__TASK REQUIREMENTS__
The entries below must be restated word for word.

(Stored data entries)
· · · · · · ·

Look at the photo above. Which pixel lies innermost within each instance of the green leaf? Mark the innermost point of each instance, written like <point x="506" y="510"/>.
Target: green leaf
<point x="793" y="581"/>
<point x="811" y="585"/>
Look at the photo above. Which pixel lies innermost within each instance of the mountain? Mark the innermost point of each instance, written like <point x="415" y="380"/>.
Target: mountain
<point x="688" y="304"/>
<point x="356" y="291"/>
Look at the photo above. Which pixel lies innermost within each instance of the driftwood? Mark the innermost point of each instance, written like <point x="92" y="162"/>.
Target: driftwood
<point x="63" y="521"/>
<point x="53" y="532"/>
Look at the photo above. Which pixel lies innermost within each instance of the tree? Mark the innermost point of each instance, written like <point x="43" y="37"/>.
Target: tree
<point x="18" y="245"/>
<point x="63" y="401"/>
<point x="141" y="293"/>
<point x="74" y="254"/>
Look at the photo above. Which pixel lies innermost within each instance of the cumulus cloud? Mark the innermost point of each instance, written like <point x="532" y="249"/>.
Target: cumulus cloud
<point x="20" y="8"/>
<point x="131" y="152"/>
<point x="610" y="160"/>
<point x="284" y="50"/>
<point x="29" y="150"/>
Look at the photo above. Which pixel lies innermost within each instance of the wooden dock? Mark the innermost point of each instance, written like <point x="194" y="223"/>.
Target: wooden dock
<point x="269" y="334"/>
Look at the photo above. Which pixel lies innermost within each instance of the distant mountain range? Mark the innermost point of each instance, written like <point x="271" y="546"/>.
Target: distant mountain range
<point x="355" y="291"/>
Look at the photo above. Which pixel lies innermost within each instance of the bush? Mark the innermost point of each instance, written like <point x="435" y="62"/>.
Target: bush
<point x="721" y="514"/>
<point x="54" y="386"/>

· · · · · · ·

__WORKED SOLUTION__
Look at the photo above. Which pixel lies innermost within each instance of the green leaf? Mark the innermost point of each instance, written like <point x="506" y="510"/>.
Target: green leaf
<point x="793" y="581"/>
<point x="811" y="585"/>
Look at the photo above. Which pixel lies innermost within each instance of the mountain? Mark the innermost point of each instance, written like <point x="415" y="380"/>.
Target: mountain
<point x="688" y="304"/>
<point x="356" y="291"/>
Look at the photo above. Which pixel lies innermost within each instance of the driftwood? Mark the innermost point of each instance, written like <point x="92" y="162"/>.
Target: driftwood
<point x="63" y="521"/>
<point x="53" y="532"/>
Look at the photo above. Which pixel lies innermost within each instance of the tree? Mark the innermost point of each instance, written like <point x="43" y="37"/>.
Target: tree
<point x="18" y="245"/>
<point x="63" y="401"/>
<point x="141" y="293"/>
<point x="74" y="254"/>
Look at the photo above. Which pixel lies innermost within each instance of the cumulus cloud? Mark the innermost point of each instance, written like <point x="532" y="249"/>.
Target: cumulus cloud
<point x="20" y="8"/>
<point x="131" y="152"/>
<point x="610" y="160"/>
<point x="284" y="50"/>
<point x="29" y="150"/>
Look at the photo above. Which pixel lies innermost within each instance of the wooden dock? Mark the innermost point of each instance, written like <point x="194" y="223"/>.
Target: wooden dock
<point x="269" y="334"/>
Look at the photo above. Which pixel lies innermost within each instance of the distant mountain range? Mark the innermost point of each instance, written like <point x="271" y="546"/>.
Target: distant mountain range
<point x="355" y="291"/>
Look at the photo above. Which pixel lies innermost within each instance of the bush? Mark the innermost point of each instance, written like <point x="435" y="62"/>.
Target: bush
<point x="721" y="514"/>
<point x="54" y="386"/>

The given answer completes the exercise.